RECORD EXCERPTS Block Start
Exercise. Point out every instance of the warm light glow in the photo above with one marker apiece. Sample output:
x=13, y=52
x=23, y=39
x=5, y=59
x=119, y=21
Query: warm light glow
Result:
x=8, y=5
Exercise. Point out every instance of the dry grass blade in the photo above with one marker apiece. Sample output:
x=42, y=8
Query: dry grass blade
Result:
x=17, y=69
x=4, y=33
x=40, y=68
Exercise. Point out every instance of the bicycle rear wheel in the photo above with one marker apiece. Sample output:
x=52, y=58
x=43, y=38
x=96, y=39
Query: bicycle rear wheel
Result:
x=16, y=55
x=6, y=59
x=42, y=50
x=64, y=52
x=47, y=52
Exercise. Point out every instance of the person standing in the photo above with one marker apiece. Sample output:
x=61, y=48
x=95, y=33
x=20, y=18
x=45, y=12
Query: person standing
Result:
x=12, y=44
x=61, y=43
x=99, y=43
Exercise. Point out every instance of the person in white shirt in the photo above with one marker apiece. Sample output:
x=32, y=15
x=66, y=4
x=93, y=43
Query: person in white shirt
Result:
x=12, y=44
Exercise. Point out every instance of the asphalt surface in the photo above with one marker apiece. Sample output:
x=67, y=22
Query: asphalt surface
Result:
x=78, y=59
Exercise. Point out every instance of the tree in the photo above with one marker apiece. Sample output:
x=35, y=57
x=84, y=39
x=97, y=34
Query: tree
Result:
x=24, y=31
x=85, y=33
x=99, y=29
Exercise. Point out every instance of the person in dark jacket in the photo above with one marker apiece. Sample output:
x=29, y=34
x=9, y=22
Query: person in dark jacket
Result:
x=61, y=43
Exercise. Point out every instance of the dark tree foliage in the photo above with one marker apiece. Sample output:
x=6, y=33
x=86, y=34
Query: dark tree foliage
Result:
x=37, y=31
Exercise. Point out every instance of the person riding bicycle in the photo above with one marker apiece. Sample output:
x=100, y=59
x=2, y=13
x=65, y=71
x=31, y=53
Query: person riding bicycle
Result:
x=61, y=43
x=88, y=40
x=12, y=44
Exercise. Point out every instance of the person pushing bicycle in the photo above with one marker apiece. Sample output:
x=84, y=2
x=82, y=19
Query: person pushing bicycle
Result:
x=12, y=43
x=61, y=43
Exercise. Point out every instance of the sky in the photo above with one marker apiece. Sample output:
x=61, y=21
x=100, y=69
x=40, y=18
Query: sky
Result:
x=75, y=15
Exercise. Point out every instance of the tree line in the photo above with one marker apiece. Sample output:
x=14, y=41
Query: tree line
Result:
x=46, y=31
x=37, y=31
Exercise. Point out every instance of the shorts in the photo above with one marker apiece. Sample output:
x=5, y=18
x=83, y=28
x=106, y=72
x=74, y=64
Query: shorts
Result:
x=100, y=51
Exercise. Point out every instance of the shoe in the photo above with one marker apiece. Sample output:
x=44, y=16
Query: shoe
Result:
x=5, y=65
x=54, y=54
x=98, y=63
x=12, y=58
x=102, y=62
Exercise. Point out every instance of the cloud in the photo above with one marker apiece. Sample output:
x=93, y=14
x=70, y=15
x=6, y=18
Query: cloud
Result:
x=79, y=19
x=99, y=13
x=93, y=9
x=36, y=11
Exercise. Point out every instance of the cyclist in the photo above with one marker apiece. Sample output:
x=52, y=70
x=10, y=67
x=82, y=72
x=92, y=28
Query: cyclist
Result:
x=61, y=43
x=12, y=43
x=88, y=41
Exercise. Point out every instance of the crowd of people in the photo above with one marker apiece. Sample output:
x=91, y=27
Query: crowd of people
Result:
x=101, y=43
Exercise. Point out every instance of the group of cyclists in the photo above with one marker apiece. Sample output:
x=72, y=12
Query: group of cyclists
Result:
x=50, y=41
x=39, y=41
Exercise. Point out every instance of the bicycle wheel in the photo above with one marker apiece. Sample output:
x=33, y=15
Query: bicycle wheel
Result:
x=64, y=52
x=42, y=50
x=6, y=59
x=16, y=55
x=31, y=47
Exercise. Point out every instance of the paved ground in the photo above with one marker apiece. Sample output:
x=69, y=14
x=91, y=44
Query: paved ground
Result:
RECORD EXCERPTS Block End
▸ WORK ITEM:
Nothing before the line containing "Query: group of cyclists" should be repeated; repeat that line and all later lines through the end of the data above, exactly.

▸ RESULT BELOW:
Query: group of cyclists
Result:
x=50, y=41
x=39, y=41
Exercise. Point out every instance of the bicycle wheel in the photo above with one marker apiece. Sample output:
x=33, y=15
Query: bicycle wheel
Result:
x=64, y=52
x=42, y=50
x=6, y=59
x=16, y=55
x=31, y=47
Exercise. Point out every instance of the paved ground in the photo above with one marker apiece. Sample output:
x=69, y=14
x=91, y=44
Query: paved ground
Result:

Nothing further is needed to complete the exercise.